(Passage Opens)
Dark Rooms, Bright Valleys: An interview with photographer Beth Dow

Dark Rooms, Bright Valleys: An interview with photographer Beth Dow

Published October 10th, 2018 by John Herbert

The current MAEP Exhibition at Mia presents landscape photography that celebrates both the uncanny and the physicality of the medium, through October 28.

Over this past summer and now early fall, the MAEP galleries at Mia have brought forth an eye-tricking experience. Through a myriad of highly complex photographs, Beth Dow’s Prediction Error presents ways in which our bias towards what we know can be altered or untrue through our perception of a certain stimuli, in this case both landscapes and still lifes. The complicated notion of the multi-faceted in what we see and understand is laid out almost scientifically through Dow’s work here, for instance in her series of prints in “The Valley.” Viewers not only see what the photograph intends to show — details of a mountainous topography — but can also see the qualities of the photograph as its own entity.

This physicality of the photograph continues in Dow’s placement of a table with several of her prints in the center of the first MAEP gallery, where viewers may sit down and actually touch and play with the works they see around them. Prediction Error is an exciting speculation into the history and personality of photography, as well as a fresh reminder that everything requires more than one glance or perspective.

 

Installation in the front gallery. Viewers are invited to inspect and rearrange the photos in any way they wish.

John Herbert: Acknowledging that your father, Ron Dow, is included in the first gallery of your show, did his work as a photographer inspire you to become one yourself, or did you come to photography from a different path?

Beth Dow: I loved it, and watching images appear by magic in the developer tray is one of my earliest memories, but I resisted photography for myself. My first medium was drawing, and I was quite obsessive about it. In fact my first foray into lens-based artmaking was based on drawing. My dad mounted clear scraps of film into slide frames for me. I sat on a stool at his light table and drew my own slides with a Sharpie, then we projected them. I’ve always had a rather expansive idea about the nature of photography.

JH: How do you mean?

BD: Even as a small child, I never thought photographs had to be two-dimensional or made with a camera. More importantly, I understood them as constructs.

 

 

JH: I know that you are multifaceted in both analog and digital photography. What lead to the decision of having your work in Prediction Error be solely comprised of digital prints?

BD: I had intended to have several photographic mediums represented in this exhibition, along with some drawings, but in the end I let the work tell me what it wanted to be. I always trust the opinion of the work.
(Passage Closes)
(Stored data Opens)
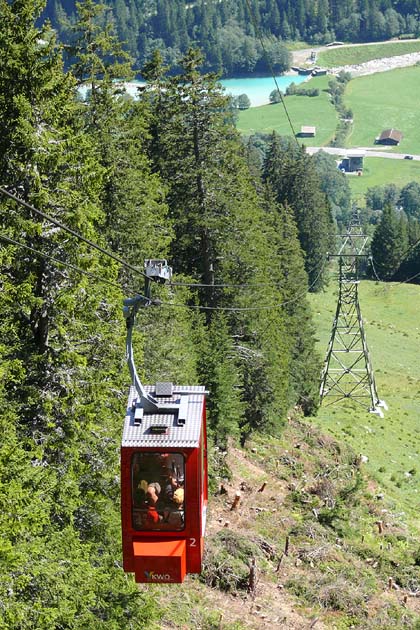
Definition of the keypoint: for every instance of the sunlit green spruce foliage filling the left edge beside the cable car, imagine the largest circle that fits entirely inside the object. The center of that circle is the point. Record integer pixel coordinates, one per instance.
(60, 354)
(Stored data Closes)
(Stored data Opens)
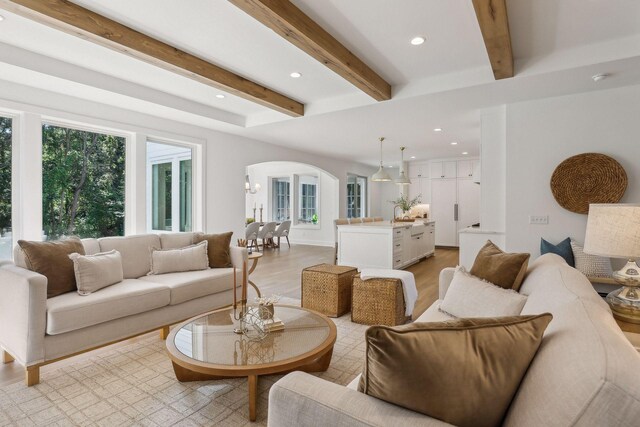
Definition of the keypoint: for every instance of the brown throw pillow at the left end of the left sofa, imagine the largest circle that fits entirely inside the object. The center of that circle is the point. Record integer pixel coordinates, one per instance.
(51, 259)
(Stored data Closes)
**Required tasks:**
1. Revise the Beth Dow interview from "JH: I know that" to "of the work.", putting "paintings" in place of "drawings".
2. In the Beth Dow interview, what did her father mount into slide frames for her?

**Answers by item number:**
1.
JH: I know that you are multifaceted in both analog and digital photography. What lead to the decision of having your work in Prediction Error be solely comprised of digital prints?

BD: I had intended to have several photographic mediums represented in this exhibition, along with some paintings, but in the end I let the work tell me what it wanted to be. I always trust the opinion of the work.

2. Clear scraps of film.